* begin *

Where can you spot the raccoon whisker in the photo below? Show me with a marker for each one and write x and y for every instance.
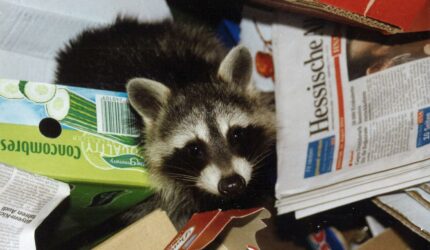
(184, 170)
(182, 177)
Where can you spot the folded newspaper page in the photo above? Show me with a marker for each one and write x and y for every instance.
(353, 113)
(25, 201)
(411, 207)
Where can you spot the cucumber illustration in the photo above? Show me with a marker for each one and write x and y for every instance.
(37, 92)
(80, 113)
(10, 89)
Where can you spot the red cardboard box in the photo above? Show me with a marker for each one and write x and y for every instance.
(393, 16)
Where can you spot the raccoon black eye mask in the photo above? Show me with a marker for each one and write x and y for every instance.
(207, 133)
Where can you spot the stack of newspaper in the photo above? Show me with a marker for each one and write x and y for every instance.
(353, 112)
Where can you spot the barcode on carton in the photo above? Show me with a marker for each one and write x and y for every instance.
(114, 116)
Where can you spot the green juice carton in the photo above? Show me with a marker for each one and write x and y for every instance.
(85, 137)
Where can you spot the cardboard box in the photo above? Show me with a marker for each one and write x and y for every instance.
(394, 16)
(235, 229)
(74, 135)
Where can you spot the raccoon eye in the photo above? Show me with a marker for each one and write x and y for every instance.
(237, 134)
(194, 149)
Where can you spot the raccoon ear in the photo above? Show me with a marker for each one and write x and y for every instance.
(147, 97)
(237, 66)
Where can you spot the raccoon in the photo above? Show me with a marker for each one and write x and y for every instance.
(207, 133)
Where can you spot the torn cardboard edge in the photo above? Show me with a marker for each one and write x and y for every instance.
(400, 217)
(331, 12)
(237, 228)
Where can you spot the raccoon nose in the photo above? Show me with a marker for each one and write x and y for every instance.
(232, 185)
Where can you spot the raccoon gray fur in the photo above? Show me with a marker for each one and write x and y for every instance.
(207, 133)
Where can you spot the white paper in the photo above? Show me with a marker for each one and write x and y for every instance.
(349, 115)
(25, 201)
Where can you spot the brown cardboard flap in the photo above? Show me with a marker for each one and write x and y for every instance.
(387, 240)
(153, 231)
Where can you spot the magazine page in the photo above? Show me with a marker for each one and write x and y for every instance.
(25, 201)
(346, 107)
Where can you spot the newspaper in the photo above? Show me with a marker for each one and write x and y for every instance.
(353, 113)
(25, 201)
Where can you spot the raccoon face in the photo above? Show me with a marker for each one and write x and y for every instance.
(210, 137)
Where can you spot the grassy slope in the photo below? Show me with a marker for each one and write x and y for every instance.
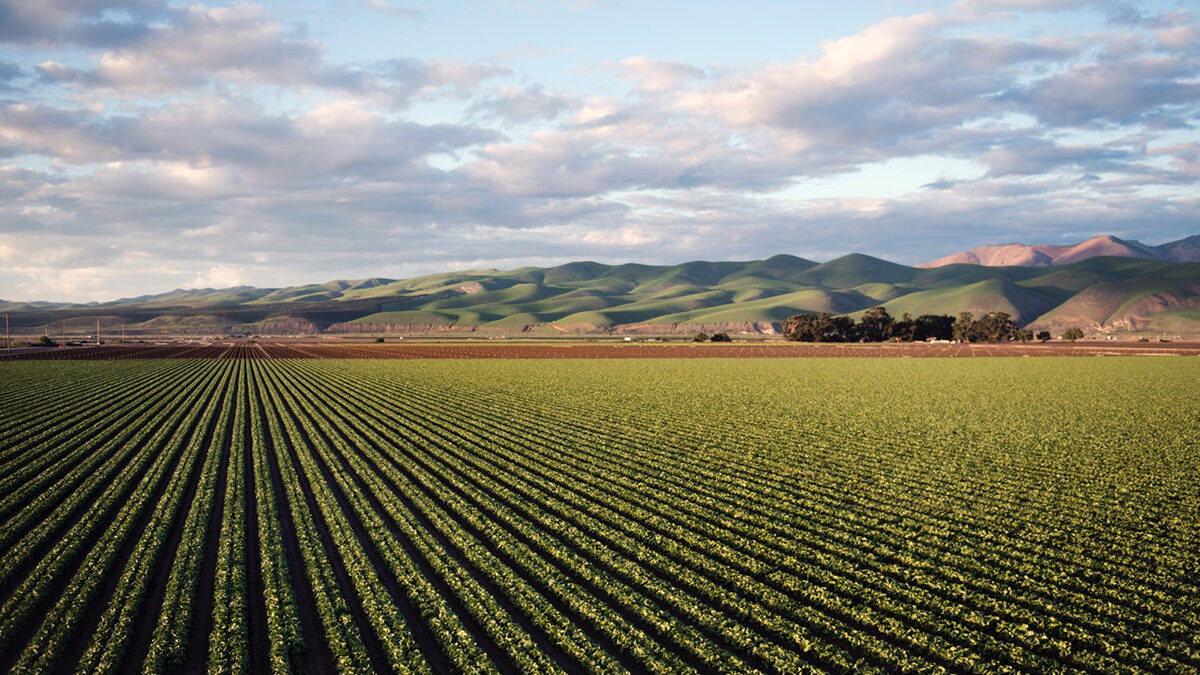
(589, 294)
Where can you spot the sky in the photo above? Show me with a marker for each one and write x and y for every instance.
(148, 145)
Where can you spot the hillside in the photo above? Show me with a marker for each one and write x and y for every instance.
(1043, 255)
(1110, 294)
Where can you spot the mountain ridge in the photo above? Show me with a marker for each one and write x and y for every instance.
(1105, 294)
(1048, 255)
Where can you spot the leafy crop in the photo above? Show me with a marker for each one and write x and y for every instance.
(601, 515)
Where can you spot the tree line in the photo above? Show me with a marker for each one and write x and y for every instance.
(877, 326)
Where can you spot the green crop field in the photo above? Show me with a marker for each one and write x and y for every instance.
(783, 515)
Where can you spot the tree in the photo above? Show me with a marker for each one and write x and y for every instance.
(905, 328)
(996, 327)
(964, 328)
(875, 326)
(933, 327)
(801, 328)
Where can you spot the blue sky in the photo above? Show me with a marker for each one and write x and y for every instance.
(147, 145)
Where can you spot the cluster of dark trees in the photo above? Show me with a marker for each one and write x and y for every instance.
(877, 326)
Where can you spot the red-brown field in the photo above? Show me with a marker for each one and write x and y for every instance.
(268, 350)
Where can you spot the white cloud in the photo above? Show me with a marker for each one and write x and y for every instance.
(219, 276)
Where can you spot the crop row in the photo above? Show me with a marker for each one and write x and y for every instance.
(533, 517)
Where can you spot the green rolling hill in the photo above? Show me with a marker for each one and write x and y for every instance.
(1111, 294)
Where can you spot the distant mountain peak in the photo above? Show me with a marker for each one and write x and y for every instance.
(1045, 255)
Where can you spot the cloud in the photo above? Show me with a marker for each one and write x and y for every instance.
(222, 145)
(219, 276)
(407, 13)
(52, 22)
(653, 76)
(522, 105)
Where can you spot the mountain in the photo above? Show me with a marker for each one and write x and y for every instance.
(1044, 255)
(1099, 293)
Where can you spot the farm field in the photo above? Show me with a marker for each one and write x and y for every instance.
(645, 514)
(586, 350)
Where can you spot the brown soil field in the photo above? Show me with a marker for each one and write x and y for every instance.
(243, 350)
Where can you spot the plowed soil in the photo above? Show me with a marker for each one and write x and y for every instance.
(600, 351)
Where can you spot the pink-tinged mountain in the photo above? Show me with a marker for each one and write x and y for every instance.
(1045, 255)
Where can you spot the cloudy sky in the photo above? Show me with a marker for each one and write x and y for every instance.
(147, 144)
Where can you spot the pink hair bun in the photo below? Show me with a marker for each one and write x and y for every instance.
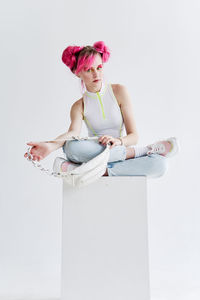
(68, 56)
(102, 48)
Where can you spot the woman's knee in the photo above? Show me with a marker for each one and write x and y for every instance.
(82, 151)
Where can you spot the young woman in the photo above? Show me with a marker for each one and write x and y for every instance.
(107, 112)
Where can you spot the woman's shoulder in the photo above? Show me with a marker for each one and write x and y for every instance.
(78, 104)
(119, 91)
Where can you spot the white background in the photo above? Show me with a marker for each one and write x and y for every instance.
(155, 48)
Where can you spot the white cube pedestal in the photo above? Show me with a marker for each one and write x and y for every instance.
(105, 240)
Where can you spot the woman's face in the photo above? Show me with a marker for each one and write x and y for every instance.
(93, 76)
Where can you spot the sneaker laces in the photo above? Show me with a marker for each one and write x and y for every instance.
(158, 148)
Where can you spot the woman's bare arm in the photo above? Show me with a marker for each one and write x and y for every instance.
(125, 103)
(76, 115)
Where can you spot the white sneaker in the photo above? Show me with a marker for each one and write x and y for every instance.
(85, 173)
(163, 147)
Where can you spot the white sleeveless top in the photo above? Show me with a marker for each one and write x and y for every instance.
(102, 114)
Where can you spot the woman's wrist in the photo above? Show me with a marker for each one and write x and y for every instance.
(121, 141)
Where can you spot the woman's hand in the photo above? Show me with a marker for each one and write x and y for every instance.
(105, 139)
(39, 150)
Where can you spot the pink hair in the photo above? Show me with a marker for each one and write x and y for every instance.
(79, 58)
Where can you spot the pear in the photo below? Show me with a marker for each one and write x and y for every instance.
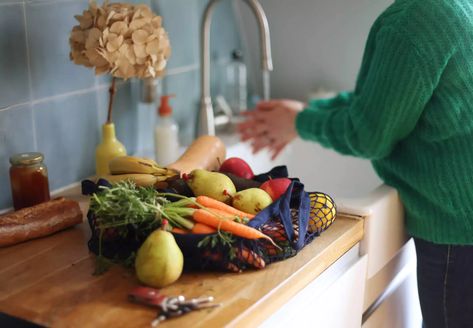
(212, 184)
(159, 260)
(251, 200)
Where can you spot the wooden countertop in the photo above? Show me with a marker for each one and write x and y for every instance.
(49, 281)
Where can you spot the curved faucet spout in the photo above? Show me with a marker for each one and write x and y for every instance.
(206, 121)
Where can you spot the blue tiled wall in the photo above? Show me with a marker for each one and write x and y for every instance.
(50, 105)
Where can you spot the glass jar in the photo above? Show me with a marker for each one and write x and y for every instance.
(28, 179)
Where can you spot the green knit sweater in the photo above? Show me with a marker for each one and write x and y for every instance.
(412, 114)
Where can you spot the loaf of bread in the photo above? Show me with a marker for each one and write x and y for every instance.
(38, 221)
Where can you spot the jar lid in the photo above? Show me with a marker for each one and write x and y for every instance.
(26, 159)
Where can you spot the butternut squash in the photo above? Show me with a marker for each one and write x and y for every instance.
(206, 152)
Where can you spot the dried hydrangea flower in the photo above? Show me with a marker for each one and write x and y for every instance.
(123, 39)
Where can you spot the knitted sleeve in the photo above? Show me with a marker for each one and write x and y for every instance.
(343, 98)
(386, 107)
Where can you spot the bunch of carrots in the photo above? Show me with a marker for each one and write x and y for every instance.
(210, 216)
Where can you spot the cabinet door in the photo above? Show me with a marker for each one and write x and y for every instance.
(334, 305)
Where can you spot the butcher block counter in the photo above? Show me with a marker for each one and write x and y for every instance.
(49, 281)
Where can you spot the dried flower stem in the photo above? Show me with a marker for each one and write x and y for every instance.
(112, 91)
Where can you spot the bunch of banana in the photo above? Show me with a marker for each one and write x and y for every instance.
(142, 171)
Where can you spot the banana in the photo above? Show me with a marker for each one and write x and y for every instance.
(142, 180)
(138, 165)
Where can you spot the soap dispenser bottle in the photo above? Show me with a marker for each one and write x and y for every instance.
(166, 134)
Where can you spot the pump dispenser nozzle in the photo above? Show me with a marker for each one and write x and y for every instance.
(164, 108)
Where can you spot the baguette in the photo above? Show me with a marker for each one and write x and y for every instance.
(38, 221)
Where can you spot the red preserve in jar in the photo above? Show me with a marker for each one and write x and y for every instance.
(28, 179)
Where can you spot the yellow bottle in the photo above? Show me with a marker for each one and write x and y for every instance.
(108, 149)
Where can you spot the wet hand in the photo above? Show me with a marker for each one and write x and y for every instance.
(271, 125)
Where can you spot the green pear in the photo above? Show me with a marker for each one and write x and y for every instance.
(251, 200)
(159, 260)
(212, 184)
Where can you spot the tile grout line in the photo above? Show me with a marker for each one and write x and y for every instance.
(96, 87)
(11, 3)
(30, 82)
(182, 70)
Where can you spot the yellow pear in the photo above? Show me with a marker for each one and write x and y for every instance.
(159, 260)
(212, 184)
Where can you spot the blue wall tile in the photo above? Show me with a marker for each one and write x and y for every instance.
(185, 105)
(14, 85)
(181, 21)
(67, 134)
(48, 27)
(67, 105)
(16, 136)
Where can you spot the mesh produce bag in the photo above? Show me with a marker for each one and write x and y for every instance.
(292, 221)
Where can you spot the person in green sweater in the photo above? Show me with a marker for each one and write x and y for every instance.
(411, 114)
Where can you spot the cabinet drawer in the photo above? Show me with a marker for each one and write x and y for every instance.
(332, 300)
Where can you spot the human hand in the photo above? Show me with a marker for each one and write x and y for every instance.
(271, 125)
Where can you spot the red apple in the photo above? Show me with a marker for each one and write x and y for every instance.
(238, 167)
(276, 187)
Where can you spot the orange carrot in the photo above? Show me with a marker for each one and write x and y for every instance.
(213, 203)
(200, 228)
(238, 229)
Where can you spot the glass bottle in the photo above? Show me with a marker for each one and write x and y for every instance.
(236, 90)
(28, 179)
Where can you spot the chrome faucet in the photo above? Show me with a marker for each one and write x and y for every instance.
(206, 118)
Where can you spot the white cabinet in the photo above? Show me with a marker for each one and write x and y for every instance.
(333, 300)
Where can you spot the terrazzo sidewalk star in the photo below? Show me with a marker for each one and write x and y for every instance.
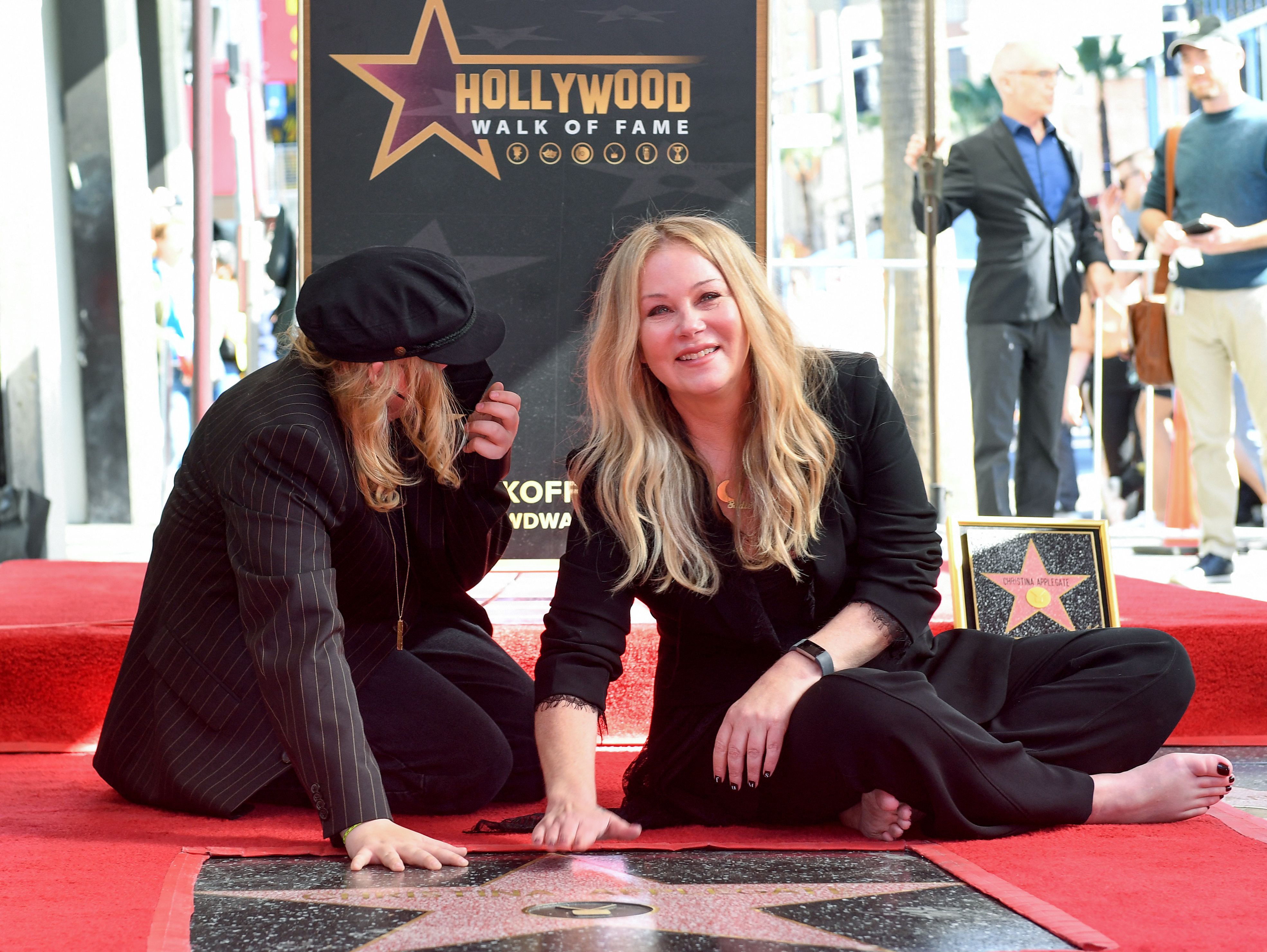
(596, 903)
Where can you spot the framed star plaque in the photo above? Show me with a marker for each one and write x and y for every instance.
(1023, 577)
(524, 139)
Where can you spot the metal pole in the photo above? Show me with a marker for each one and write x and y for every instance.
(849, 117)
(202, 43)
(1150, 448)
(890, 322)
(931, 168)
(1098, 415)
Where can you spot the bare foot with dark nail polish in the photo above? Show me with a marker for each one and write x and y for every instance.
(880, 816)
(1172, 788)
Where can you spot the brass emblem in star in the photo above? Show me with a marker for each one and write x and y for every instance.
(565, 893)
(422, 85)
(1036, 591)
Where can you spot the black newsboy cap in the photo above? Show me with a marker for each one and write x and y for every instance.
(386, 303)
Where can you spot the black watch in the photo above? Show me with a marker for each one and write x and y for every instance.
(816, 653)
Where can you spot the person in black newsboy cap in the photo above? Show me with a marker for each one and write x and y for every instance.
(305, 634)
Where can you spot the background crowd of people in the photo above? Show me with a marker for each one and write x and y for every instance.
(1031, 315)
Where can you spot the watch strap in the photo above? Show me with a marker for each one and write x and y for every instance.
(816, 653)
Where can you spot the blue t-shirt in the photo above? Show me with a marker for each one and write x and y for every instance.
(1221, 169)
(1046, 164)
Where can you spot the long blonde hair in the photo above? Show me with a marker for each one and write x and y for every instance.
(647, 481)
(430, 420)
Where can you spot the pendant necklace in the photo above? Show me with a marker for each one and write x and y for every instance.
(396, 567)
(724, 495)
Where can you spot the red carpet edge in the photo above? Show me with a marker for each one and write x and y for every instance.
(1037, 910)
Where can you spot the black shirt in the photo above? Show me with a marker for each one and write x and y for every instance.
(878, 544)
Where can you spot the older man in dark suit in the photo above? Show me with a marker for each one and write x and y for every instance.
(305, 633)
(1020, 180)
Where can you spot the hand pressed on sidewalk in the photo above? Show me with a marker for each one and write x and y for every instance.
(393, 846)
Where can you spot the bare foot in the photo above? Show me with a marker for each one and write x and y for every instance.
(1171, 788)
(880, 816)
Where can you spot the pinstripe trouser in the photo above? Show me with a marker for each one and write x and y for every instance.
(450, 724)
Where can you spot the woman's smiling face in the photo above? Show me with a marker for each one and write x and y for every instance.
(692, 337)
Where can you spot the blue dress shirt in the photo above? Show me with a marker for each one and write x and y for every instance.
(1046, 164)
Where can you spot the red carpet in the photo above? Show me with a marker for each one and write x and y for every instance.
(88, 867)
(56, 616)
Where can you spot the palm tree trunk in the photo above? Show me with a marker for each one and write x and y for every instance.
(1105, 151)
(901, 80)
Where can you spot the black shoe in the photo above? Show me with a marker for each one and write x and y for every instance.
(1209, 570)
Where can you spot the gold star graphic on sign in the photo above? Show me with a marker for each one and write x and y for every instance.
(422, 88)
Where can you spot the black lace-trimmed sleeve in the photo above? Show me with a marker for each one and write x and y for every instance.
(580, 704)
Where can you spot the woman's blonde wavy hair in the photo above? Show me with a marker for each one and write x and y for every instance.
(647, 481)
(431, 420)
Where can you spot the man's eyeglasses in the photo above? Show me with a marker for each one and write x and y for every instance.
(1042, 75)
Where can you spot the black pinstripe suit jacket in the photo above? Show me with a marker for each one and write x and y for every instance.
(270, 596)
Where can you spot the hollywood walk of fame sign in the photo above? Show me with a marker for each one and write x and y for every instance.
(1023, 577)
(528, 137)
(686, 902)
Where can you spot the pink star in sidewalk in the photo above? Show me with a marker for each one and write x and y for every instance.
(500, 910)
(1036, 591)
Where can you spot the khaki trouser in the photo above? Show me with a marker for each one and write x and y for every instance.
(1213, 333)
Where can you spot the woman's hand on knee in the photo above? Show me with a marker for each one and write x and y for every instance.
(576, 827)
(393, 846)
(750, 738)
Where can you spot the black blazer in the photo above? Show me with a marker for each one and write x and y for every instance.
(270, 596)
(1025, 262)
(878, 544)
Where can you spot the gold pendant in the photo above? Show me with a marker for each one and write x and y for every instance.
(724, 495)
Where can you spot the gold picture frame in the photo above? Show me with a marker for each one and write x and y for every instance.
(1022, 577)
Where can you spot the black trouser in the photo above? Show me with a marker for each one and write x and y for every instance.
(1008, 362)
(450, 724)
(1086, 703)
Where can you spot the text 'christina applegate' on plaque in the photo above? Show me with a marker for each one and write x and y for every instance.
(1023, 577)
(522, 140)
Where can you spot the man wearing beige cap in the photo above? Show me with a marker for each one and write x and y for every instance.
(1217, 310)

* end *

▶ **What you are asked to do**:
Nothing but the lines from the line with "Where can you spot the gold picture" to the last line of the listing above should appear; please retype them exactly, both ends included.

▶ **Result of this task**:
Where can you spot the gold picture frame in the photo above? Show me with a marker for each one and write x and y for every instance.
(1022, 577)
Where can you spot the black trouser in the photo above? Show me with a marker for each one and write x and y for every instance.
(1008, 362)
(450, 724)
(1086, 703)
Where can you spot the text 'christina applegate' on plaque in the photo above? Show me with a marker for each one and write x and y for every instance.
(1023, 577)
(522, 140)
Where can you spot the man wearing beige cap in the photo above? Show me with a marker for each one and write x and y for every instance.
(1217, 310)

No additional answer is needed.